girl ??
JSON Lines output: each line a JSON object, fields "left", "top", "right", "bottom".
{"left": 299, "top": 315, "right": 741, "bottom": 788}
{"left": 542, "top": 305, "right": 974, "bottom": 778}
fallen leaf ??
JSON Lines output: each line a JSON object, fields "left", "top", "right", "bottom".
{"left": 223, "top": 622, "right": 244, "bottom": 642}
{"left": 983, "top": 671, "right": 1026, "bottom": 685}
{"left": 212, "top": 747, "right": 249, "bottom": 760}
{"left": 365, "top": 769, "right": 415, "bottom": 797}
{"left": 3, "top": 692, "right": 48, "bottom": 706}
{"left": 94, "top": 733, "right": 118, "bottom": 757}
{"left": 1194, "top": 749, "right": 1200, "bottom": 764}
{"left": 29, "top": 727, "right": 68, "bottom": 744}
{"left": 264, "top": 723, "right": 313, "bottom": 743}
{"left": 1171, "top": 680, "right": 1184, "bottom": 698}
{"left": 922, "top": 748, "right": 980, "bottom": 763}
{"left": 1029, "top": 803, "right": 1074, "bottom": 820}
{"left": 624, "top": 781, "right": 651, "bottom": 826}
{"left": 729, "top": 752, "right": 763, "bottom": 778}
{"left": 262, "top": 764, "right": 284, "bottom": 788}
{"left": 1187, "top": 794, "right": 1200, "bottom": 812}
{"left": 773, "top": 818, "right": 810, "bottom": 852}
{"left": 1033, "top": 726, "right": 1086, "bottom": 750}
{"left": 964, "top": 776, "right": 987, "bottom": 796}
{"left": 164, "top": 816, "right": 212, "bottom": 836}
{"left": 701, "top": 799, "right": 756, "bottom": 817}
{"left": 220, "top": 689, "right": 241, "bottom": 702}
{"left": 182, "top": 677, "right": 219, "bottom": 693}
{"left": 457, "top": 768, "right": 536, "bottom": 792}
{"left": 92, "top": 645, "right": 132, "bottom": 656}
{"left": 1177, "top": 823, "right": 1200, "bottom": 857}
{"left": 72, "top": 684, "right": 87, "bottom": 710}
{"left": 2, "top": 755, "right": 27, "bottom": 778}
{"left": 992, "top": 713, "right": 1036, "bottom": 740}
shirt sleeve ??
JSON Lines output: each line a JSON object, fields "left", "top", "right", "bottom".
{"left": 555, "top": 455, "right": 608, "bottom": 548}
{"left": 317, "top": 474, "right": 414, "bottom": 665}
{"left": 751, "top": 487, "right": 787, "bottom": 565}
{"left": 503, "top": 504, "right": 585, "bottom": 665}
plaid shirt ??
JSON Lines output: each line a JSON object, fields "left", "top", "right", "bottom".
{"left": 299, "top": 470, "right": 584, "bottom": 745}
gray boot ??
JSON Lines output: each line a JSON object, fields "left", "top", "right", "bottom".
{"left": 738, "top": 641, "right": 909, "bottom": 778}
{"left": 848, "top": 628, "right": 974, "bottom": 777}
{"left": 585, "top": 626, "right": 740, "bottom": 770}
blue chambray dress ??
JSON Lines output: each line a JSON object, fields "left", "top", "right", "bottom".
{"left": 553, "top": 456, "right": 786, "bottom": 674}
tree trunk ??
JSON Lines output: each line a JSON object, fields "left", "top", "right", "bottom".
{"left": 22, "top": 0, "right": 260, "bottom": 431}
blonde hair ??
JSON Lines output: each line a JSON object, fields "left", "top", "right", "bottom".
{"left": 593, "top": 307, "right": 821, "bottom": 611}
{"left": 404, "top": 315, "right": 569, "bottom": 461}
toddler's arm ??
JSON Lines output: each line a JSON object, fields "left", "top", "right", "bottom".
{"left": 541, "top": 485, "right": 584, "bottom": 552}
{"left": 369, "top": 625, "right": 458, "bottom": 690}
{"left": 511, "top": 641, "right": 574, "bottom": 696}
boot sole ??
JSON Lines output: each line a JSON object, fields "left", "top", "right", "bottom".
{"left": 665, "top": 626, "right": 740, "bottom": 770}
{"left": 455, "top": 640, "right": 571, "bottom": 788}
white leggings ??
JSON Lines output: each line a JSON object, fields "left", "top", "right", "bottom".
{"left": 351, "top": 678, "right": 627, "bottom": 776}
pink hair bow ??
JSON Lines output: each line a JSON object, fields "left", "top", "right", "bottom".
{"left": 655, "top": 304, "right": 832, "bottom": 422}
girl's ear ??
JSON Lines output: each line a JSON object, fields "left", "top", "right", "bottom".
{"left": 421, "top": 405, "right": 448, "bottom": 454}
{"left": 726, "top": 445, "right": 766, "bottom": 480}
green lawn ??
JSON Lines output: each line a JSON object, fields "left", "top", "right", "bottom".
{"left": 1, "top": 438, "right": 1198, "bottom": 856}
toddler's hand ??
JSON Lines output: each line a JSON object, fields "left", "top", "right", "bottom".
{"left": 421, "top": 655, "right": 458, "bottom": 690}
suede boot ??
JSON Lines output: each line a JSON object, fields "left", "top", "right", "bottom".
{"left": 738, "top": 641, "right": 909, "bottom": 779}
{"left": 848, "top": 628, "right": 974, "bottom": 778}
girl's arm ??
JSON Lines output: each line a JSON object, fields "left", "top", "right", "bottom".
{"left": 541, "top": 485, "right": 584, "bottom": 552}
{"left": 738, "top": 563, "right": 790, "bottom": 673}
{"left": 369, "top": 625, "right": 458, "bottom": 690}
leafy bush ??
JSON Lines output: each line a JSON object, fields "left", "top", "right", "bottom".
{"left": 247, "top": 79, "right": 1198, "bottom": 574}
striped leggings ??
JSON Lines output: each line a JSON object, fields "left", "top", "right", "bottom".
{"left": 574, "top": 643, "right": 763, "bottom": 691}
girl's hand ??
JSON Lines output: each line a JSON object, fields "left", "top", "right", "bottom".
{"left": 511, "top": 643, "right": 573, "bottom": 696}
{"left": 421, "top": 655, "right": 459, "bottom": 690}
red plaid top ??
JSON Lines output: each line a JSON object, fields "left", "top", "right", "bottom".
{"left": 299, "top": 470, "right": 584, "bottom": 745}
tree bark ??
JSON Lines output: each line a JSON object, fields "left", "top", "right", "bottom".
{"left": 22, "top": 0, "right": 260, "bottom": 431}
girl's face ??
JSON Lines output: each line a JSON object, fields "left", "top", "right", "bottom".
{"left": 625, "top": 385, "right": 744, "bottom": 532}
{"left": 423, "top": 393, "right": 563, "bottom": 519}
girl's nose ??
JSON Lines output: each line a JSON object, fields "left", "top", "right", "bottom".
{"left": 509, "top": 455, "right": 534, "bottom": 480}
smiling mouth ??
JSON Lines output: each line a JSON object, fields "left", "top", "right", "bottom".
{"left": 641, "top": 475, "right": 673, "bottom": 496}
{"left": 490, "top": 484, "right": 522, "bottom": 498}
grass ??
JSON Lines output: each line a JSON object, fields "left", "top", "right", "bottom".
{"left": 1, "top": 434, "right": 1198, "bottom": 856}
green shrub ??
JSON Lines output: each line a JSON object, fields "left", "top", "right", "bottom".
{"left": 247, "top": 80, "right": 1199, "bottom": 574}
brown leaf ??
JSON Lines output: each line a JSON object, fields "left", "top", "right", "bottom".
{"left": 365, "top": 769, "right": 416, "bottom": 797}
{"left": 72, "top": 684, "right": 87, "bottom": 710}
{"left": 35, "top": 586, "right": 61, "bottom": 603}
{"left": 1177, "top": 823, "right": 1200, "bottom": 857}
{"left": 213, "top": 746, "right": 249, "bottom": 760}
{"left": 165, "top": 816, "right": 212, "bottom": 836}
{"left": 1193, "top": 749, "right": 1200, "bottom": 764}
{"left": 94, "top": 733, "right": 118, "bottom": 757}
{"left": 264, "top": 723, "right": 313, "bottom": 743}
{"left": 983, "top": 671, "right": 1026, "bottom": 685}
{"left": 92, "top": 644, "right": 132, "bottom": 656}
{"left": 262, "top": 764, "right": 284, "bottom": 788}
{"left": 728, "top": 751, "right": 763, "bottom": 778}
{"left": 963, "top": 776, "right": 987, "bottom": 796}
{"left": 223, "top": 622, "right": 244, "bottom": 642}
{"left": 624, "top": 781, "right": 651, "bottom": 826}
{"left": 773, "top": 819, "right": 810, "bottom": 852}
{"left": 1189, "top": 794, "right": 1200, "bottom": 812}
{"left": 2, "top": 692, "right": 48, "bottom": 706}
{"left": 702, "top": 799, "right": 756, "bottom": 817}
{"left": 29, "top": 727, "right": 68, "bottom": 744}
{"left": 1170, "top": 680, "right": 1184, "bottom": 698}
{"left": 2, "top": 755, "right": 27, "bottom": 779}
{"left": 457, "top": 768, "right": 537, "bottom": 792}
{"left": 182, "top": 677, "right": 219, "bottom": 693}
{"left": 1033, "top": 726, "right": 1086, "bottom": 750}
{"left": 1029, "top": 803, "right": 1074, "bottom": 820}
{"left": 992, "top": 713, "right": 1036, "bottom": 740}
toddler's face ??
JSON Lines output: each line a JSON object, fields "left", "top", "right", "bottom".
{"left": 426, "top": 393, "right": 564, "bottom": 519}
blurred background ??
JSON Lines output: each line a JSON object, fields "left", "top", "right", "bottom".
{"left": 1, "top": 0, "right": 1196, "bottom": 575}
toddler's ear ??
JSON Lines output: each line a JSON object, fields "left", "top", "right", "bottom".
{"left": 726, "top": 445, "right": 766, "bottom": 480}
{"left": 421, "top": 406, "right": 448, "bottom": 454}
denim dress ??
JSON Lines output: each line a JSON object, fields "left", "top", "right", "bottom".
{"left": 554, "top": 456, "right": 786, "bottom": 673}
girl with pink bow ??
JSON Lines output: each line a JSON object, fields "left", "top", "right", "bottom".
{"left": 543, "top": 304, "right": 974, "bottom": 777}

Brief ▸ Above this instruction are the records; retype exactly the lines from the one containing "blurred background ??" up to and including the one containing "denim dress ??".

Answer to the problem ▸
blurred background ??
JSON Lines output: each line a JSON object, fields "left", "top", "right", "bottom".
{"left": 1, "top": 0, "right": 1196, "bottom": 575}
toddler's ear ??
JSON Lines output: each line a JSON object, fields "left", "top", "right", "bottom".
{"left": 726, "top": 445, "right": 766, "bottom": 480}
{"left": 421, "top": 406, "right": 448, "bottom": 454}
denim dress ??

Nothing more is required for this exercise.